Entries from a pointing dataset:
+---+
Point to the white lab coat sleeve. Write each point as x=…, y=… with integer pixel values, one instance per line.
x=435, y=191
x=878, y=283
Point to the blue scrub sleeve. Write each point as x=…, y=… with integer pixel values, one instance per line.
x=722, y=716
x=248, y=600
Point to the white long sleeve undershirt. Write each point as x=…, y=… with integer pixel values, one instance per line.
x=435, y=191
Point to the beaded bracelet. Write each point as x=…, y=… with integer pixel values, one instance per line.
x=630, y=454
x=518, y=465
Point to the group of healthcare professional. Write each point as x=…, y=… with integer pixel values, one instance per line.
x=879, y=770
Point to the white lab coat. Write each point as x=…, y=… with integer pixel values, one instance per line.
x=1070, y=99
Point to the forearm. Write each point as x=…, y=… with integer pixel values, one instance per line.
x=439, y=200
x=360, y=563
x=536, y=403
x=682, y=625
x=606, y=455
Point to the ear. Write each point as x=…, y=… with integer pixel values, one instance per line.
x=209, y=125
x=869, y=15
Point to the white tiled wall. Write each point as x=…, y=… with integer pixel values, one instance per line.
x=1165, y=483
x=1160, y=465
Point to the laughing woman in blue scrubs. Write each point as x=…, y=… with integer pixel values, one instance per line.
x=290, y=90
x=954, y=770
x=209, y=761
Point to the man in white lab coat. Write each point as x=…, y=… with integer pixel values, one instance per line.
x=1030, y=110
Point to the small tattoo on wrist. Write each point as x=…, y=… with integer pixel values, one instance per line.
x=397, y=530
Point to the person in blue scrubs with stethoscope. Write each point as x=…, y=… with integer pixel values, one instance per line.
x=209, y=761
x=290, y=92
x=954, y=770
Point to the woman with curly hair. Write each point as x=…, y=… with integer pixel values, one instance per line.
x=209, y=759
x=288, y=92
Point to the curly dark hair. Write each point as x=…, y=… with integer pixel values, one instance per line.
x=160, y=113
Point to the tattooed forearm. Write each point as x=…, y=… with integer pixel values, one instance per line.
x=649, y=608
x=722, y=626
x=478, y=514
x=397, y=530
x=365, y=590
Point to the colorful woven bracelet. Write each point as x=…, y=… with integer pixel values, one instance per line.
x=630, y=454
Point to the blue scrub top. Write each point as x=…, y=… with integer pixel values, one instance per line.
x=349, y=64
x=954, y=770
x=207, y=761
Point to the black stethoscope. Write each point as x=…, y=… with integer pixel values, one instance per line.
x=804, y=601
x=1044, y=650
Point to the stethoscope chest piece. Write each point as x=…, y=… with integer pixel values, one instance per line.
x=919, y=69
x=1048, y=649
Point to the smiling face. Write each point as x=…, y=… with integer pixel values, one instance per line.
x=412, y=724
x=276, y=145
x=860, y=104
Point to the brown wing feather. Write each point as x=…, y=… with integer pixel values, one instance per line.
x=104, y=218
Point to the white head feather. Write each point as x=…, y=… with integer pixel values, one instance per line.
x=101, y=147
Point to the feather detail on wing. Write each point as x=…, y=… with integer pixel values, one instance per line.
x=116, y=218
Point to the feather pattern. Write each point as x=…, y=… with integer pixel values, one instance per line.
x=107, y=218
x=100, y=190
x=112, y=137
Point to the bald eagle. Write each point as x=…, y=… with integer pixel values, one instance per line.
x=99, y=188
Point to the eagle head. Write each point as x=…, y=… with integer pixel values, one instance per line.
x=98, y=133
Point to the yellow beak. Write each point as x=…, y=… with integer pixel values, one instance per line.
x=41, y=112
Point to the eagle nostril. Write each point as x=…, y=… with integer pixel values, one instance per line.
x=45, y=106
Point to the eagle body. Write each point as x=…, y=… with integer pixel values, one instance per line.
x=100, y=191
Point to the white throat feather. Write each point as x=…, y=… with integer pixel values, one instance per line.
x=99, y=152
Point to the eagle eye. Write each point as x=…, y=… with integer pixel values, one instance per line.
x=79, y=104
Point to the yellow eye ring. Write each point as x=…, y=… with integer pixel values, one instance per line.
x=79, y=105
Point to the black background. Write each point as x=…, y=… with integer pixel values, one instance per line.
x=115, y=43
+---+
Copy out the lines between the one containing "Point to the blue scrub top." and the one containing "x=1048, y=649", inclusive, keeping every character unchanged.

Point to the blue scrub top. Write each point as x=…, y=… with integer pixel values, one instance per line.
x=349, y=64
x=954, y=770
x=207, y=761
Point to the black stethoscope. Write each point as x=…, y=… with integer pixel values, one instance per line.
x=804, y=601
x=1044, y=650
Point to the stethoscope chest piece. Write each point as x=…, y=… with integer pixel values, one instance per line.
x=919, y=69
x=1048, y=649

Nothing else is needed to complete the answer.